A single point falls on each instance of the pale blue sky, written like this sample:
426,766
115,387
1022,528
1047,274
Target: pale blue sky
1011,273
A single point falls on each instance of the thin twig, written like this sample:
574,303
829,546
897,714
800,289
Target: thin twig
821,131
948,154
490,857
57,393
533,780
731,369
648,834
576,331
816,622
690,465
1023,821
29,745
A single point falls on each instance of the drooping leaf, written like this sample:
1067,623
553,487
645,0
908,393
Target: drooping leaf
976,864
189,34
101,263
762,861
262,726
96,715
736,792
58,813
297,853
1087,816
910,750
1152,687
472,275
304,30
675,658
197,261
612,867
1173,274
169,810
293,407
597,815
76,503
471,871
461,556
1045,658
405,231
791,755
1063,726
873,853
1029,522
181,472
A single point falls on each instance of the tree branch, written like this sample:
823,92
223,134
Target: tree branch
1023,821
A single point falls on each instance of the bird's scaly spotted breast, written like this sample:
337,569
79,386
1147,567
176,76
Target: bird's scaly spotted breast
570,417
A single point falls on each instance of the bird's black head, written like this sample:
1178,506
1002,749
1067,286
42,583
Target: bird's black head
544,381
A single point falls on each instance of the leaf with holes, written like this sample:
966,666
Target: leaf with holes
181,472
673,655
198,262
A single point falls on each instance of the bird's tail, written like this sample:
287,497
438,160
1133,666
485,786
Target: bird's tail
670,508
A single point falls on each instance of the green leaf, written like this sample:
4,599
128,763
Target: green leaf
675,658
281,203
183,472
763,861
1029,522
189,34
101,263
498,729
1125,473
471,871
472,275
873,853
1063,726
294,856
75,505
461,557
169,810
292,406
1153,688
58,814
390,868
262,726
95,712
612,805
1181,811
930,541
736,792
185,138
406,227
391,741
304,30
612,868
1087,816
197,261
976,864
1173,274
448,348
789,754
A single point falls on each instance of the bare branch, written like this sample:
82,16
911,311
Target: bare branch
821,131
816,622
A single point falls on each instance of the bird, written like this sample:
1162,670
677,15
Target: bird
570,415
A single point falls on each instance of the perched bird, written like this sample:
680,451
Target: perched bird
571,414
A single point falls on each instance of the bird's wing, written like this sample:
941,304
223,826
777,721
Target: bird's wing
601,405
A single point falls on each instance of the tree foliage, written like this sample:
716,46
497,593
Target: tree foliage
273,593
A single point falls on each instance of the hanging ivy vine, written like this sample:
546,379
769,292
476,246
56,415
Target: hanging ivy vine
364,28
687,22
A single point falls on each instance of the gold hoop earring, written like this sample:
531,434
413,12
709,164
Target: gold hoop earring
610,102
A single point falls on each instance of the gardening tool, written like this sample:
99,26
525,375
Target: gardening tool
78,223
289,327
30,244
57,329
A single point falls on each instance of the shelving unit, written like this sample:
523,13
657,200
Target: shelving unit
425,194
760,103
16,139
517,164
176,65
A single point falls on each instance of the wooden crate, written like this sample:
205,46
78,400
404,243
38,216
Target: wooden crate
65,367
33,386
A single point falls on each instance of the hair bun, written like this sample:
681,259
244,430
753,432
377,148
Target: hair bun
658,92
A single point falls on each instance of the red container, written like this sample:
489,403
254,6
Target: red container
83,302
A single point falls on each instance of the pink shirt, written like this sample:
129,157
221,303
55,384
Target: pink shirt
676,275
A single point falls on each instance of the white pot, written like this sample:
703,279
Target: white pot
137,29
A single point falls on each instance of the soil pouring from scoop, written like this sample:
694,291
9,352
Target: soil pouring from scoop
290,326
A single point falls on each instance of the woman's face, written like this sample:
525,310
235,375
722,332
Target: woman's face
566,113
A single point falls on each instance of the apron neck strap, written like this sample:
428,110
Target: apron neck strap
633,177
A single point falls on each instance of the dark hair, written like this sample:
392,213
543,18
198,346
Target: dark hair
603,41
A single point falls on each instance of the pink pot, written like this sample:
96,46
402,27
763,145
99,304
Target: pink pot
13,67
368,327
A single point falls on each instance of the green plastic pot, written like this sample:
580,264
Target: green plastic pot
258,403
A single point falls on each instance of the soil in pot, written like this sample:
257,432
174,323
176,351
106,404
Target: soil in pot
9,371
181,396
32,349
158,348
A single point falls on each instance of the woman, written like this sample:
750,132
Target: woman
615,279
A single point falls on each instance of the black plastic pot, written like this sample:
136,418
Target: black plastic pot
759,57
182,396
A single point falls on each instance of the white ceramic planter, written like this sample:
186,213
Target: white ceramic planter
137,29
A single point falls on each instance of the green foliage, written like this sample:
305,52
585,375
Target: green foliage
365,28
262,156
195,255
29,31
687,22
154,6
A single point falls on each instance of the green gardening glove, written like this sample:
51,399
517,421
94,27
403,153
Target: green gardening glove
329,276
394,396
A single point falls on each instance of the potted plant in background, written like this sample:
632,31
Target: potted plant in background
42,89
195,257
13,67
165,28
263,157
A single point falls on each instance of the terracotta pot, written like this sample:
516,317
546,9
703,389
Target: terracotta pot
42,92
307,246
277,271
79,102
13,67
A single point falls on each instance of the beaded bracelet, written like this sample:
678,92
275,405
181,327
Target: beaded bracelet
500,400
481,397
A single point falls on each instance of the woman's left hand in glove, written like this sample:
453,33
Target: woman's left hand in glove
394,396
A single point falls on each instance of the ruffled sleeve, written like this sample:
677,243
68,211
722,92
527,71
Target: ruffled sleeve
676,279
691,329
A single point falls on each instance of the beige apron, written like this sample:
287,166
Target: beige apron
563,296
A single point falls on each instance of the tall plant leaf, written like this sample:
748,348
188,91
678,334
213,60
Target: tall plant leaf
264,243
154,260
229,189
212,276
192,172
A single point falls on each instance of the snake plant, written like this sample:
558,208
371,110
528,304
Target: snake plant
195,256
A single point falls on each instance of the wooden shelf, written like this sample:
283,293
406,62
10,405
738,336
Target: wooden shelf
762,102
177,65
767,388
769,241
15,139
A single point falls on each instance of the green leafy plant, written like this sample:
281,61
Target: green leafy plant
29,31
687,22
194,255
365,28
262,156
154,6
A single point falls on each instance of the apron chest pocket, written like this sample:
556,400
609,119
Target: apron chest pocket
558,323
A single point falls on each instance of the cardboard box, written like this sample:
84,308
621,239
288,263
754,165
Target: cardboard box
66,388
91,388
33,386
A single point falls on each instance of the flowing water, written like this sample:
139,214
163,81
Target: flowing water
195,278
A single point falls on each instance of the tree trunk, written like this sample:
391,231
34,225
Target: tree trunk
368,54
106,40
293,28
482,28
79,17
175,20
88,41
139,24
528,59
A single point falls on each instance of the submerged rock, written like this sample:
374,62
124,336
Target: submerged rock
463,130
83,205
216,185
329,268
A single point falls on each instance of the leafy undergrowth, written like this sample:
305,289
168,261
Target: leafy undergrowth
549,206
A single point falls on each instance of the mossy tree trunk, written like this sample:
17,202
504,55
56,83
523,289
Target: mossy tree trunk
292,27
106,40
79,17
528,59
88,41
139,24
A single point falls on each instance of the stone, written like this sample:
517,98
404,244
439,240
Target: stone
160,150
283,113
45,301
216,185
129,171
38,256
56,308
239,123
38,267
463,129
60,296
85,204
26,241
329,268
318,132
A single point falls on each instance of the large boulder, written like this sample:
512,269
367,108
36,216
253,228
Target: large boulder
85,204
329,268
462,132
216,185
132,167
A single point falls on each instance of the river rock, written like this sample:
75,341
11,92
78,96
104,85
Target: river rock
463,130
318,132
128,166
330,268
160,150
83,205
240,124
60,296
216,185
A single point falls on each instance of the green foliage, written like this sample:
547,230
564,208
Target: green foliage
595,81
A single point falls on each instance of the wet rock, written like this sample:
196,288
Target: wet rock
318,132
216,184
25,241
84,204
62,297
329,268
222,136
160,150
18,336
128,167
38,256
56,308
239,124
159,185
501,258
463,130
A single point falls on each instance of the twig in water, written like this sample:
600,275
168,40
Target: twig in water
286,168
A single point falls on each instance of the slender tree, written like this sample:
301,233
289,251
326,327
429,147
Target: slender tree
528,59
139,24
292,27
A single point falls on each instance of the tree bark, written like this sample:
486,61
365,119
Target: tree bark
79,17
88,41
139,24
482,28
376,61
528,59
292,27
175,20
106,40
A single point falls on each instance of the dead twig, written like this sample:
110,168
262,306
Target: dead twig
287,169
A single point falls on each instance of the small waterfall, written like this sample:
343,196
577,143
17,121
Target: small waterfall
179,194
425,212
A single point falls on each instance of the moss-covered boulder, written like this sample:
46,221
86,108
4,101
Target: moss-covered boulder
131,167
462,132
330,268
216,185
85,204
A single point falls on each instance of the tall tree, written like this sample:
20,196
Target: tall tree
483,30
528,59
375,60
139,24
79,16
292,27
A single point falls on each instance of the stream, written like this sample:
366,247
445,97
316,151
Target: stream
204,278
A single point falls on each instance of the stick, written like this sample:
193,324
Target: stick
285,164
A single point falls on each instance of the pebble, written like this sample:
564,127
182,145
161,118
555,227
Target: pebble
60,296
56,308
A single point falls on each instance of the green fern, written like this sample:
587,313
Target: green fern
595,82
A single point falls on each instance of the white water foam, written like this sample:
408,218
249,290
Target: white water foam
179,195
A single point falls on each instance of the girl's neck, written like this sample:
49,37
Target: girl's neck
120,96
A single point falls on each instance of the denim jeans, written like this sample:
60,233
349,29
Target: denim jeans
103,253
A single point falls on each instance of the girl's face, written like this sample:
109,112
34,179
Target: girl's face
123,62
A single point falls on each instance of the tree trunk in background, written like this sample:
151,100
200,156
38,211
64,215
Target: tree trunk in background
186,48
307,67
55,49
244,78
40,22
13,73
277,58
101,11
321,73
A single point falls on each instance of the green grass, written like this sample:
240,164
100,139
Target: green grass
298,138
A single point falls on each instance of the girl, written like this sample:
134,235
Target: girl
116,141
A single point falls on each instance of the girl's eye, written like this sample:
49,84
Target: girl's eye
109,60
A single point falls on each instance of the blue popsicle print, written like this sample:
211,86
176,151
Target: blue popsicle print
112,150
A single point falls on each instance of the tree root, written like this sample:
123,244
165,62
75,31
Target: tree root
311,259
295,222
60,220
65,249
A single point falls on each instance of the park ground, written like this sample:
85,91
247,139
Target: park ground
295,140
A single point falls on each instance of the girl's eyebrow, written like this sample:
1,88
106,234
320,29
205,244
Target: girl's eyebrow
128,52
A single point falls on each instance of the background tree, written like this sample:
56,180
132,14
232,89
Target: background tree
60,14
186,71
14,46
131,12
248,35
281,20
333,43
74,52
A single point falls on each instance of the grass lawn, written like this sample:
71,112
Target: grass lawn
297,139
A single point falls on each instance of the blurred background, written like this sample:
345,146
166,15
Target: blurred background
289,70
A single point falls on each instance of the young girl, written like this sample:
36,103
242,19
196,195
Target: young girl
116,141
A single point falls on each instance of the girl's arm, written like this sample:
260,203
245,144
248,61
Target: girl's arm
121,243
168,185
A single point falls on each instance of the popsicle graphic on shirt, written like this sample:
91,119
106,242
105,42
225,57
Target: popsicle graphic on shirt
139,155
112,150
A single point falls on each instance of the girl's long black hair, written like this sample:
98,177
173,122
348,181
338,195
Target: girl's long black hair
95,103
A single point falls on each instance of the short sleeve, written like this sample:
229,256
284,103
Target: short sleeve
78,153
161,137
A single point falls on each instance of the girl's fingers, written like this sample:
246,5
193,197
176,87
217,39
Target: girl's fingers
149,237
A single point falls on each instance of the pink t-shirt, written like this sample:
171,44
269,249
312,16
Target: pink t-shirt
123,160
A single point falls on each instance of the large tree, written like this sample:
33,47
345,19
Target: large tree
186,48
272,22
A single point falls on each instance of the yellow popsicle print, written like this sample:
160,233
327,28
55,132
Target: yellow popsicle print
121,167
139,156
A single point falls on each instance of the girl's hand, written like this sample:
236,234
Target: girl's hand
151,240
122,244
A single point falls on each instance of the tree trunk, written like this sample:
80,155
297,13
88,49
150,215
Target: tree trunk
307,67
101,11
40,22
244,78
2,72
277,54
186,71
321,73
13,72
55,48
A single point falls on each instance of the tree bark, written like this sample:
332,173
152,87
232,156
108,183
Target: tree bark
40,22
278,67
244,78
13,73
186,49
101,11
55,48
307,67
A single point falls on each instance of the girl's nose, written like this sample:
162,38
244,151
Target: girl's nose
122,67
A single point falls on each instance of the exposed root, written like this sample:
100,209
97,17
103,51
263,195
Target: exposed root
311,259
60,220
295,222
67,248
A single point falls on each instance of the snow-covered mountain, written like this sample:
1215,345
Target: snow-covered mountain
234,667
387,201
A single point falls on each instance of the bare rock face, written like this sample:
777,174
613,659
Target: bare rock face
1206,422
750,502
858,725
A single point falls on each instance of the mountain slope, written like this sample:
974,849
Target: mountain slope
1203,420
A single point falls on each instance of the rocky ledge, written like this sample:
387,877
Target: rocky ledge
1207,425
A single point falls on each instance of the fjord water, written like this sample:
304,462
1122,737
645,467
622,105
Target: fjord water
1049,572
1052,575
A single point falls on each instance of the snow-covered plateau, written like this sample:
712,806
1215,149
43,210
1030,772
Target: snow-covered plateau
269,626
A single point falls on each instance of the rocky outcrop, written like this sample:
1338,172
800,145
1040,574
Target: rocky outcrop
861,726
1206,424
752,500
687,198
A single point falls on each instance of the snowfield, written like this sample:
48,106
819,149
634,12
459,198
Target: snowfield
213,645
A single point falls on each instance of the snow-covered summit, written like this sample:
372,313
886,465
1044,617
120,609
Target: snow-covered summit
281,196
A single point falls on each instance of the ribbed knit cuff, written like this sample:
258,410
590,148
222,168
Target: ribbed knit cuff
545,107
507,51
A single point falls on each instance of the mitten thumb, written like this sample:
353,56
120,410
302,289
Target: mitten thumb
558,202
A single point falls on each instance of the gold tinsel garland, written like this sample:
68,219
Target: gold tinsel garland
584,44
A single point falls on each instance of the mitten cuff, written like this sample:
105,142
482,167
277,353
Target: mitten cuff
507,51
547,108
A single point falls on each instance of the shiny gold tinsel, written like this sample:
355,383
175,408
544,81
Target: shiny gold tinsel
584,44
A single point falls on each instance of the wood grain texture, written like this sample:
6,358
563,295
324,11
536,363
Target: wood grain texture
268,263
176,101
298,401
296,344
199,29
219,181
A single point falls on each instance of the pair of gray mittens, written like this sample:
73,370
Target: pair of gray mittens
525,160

______________________________

• WHAT NEEDS TO BE DONE
From the line containing "snow-covered plateau, written" to the last line of the material, please quote every line exactly and only those.

• RESULT OF THE TASK
A single point falls on each instance of the snow-covered plateau, written like this sample:
712,806
1215,149
43,210
1030,772
Target: snow-covered plateau
269,626
A single point falls on each instance of the rocky outcrop, written like this sample:
1338,172
800,145
1040,574
Target: rocky outcrop
861,726
1206,424
752,500
687,198
A single point falls on each instance of the snowfield, written like this sample:
48,106
819,149
634,12
459,198
Target: snowfield
213,645
A single point falls on each instance of the snow-covered summit, written like this sample:
372,313
886,465
1044,617
120,609
Target: snow-covered summit
281,196
A single point falls on each instance of the ribbed knit cuff, written like this sample:
258,410
590,148
222,168
Target: ribbed knit cuff
545,107
507,51
A single point falls on each instance of the mitten thumb, written like this sample:
353,56
120,410
302,289
Target: mitten thumb
558,202
A single point falls on each instance of the gold tinsel garland, written like this sample:
68,219
Target: gold tinsel garland
584,44
A single point falls on each instance of the mitten cuff, written like this sample:
105,142
482,167
277,353
Target: mitten cuff
507,51
547,108
A single point falls on each instance of the shiny gold tinsel, written like this sample:
355,383
175,408
544,81
Target: shiny gold tinsel
584,44
A single point falls on each instance of the wood grain texture, written like this sample:
6,358
563,295
324,11
536,363
Target: wood grain texture
268,263
176,101
298,401
296,344
199,29
219,181
A single point falls on each instance of the pair of gray mittens, written like this sample:
73,370
Target: pair of gray mittens
525,160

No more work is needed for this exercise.